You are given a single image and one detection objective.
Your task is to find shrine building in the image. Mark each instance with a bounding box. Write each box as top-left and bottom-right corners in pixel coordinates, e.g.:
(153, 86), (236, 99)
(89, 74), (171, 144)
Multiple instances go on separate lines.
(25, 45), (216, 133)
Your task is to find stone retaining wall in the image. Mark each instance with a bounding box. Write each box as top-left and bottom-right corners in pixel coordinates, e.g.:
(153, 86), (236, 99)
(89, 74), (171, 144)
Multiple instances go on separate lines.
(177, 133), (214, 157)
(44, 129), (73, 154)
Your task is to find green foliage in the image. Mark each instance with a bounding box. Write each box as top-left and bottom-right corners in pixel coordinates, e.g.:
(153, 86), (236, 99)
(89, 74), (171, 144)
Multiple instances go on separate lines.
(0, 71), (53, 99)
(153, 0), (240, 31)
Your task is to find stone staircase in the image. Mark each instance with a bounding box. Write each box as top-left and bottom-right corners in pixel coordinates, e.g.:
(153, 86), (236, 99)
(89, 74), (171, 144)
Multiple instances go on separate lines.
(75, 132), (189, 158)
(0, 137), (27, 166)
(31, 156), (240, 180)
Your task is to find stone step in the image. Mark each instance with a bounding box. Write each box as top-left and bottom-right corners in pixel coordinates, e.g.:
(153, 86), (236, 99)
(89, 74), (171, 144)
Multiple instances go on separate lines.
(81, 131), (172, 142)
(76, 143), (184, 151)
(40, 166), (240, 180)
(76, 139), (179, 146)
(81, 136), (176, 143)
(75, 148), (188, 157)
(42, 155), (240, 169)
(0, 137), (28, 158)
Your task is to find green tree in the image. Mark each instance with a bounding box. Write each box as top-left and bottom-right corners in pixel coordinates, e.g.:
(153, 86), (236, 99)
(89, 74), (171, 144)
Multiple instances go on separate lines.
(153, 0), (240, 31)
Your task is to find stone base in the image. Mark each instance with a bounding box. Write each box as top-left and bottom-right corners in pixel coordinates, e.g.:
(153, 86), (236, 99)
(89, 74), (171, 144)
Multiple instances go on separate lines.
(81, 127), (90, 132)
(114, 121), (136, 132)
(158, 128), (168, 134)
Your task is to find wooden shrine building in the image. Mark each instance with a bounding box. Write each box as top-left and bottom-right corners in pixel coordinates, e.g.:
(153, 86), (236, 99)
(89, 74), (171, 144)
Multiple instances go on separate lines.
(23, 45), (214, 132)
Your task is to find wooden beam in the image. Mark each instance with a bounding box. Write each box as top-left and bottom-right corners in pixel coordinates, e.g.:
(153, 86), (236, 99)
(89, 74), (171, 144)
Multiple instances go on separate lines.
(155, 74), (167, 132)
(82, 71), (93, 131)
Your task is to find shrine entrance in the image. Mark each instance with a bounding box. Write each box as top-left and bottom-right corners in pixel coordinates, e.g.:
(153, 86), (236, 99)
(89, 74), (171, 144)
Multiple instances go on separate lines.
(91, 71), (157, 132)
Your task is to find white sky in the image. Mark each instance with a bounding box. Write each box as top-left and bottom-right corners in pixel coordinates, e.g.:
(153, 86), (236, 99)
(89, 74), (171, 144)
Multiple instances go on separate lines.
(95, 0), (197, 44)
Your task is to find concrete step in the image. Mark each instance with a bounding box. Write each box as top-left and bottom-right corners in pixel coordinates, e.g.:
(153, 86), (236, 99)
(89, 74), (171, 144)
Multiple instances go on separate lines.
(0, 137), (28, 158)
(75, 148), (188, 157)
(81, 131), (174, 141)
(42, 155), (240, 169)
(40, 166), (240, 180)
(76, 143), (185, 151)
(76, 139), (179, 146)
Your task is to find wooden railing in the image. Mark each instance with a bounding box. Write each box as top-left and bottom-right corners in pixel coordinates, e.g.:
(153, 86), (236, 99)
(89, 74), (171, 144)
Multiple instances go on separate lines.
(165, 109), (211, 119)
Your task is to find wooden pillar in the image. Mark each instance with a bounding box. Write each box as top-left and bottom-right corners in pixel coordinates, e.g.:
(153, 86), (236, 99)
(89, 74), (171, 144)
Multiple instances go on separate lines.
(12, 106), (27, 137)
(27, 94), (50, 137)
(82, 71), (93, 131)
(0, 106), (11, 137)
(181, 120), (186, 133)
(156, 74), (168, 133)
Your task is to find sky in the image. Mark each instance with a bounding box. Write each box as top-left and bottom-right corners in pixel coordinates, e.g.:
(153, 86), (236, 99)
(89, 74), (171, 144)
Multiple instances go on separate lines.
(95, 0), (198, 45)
__________
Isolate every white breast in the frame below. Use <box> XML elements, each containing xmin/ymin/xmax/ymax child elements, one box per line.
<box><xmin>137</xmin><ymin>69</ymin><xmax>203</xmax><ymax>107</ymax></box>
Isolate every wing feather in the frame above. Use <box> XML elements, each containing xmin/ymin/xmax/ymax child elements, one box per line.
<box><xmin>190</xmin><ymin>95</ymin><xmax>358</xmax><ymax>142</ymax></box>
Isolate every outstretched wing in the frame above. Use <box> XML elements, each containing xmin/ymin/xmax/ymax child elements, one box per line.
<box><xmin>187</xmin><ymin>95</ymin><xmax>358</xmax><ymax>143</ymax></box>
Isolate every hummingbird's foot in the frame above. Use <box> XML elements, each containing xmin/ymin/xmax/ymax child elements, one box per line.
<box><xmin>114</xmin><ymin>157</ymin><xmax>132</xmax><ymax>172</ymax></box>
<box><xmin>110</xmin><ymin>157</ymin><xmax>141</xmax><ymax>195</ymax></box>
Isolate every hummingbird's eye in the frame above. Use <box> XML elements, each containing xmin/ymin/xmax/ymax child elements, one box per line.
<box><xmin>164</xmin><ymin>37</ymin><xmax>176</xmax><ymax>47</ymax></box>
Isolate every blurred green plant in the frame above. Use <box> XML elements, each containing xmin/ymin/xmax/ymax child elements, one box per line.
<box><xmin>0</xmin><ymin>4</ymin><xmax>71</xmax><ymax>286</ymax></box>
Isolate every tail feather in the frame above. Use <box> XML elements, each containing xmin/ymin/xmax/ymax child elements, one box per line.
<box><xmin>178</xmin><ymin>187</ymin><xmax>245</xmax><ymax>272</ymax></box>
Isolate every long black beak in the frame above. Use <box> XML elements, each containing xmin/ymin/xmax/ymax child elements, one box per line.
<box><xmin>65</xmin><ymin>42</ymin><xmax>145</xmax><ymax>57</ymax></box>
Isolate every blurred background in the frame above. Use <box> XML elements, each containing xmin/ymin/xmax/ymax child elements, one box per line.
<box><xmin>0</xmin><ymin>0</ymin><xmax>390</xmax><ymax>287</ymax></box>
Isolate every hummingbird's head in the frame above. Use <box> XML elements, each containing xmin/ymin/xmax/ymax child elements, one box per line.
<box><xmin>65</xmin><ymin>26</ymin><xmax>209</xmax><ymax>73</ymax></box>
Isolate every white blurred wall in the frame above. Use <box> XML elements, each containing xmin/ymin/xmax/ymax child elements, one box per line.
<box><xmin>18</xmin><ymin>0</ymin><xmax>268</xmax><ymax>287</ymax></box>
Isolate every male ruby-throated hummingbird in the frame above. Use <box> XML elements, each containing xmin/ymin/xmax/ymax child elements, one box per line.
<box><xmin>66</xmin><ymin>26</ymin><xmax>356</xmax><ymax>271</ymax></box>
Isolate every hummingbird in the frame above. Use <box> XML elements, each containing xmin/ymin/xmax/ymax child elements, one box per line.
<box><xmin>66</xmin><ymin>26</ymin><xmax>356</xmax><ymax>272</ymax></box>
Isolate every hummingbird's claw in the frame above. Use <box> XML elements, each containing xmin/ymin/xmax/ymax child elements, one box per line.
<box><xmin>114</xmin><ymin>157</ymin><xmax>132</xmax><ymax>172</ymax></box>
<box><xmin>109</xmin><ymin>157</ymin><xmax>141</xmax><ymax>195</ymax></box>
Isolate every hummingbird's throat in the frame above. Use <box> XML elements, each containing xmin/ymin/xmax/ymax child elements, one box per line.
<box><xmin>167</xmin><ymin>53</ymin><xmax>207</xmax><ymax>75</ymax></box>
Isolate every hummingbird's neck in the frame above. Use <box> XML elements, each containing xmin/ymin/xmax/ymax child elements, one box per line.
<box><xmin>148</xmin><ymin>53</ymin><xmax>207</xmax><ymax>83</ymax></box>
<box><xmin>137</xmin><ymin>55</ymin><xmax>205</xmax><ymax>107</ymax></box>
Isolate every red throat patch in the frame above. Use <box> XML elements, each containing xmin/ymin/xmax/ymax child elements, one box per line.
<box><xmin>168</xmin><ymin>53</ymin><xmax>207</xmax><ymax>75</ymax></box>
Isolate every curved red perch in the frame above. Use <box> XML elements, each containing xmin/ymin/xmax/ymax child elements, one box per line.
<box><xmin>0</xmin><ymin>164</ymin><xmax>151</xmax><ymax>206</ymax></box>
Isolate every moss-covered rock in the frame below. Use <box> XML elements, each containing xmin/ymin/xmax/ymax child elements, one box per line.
__________
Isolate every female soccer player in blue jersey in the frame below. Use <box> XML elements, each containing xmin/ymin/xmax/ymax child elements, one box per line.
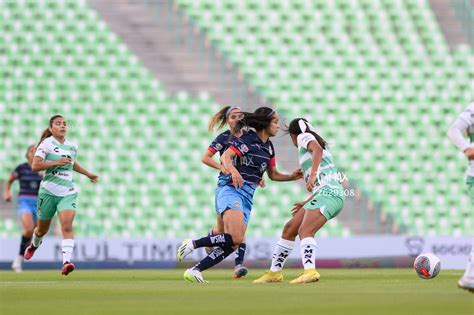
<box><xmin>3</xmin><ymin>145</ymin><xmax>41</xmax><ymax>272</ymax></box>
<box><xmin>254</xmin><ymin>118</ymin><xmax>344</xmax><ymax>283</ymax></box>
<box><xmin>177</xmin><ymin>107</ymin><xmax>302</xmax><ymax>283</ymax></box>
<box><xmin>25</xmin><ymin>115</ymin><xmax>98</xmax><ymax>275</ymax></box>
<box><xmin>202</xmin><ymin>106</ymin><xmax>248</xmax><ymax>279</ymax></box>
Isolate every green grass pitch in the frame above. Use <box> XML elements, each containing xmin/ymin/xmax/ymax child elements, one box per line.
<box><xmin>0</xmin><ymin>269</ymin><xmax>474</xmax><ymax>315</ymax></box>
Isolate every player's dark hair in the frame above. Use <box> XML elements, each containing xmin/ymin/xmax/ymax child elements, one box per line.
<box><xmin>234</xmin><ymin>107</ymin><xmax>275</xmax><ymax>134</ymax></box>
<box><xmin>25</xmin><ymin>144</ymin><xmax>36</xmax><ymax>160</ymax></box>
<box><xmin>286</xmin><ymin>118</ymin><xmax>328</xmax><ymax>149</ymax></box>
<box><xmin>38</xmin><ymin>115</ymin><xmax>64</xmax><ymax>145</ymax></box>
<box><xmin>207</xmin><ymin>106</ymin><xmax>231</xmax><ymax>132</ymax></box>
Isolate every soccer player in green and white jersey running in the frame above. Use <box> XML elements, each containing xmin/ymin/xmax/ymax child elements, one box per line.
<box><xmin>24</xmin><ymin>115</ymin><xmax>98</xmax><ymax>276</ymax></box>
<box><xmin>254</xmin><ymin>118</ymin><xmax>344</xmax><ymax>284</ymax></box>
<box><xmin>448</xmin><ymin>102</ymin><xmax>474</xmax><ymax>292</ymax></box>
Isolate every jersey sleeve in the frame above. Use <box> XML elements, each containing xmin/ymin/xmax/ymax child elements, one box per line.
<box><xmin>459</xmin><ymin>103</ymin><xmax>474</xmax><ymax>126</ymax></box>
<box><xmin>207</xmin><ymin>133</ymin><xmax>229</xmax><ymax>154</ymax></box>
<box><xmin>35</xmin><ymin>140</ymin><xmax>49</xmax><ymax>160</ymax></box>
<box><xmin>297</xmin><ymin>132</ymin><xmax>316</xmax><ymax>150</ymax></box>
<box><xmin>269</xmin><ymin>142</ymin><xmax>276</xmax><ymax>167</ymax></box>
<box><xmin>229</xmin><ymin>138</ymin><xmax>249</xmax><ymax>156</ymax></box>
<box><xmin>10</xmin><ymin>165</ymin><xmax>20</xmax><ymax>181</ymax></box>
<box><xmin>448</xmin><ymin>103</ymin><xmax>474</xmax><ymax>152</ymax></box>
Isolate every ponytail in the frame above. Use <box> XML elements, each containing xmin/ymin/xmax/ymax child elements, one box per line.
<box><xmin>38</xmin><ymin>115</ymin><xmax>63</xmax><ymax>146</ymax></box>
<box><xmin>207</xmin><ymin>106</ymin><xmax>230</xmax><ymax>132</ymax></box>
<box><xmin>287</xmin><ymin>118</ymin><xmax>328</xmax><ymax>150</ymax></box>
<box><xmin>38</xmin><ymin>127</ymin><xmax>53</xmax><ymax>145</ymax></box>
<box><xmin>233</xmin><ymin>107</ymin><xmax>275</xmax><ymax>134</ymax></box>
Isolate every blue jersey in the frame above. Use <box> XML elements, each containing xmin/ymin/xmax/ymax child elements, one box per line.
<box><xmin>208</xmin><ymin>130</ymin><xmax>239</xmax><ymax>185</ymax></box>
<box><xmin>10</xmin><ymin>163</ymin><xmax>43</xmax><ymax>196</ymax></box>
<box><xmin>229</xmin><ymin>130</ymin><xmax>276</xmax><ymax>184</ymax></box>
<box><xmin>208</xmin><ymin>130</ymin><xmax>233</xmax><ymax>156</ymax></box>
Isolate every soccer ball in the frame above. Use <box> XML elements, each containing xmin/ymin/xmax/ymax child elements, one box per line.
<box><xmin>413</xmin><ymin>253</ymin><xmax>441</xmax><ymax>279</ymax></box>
__________
Rescale the rows from the line with "Your task is to find wooden shrine" up to and including the line with "(23, 45), (214, 132)". Keep the request lines and their sample coordinates unchanged, multiply each corner coordinate in the answer boxes by 0.45 and round to whole numbers with halves going up, and give back only those lines.

Your task is to find wooden shrine building in the image. Mark each instance with a bounding box. Write each box as top-left and bottom-right corners in pixel coordinates, e.g.:
(153, 86), (236, 99)
(89, 74), (171, 144)
Multiple instances go on separate lines.
(10, 20), (96, 59)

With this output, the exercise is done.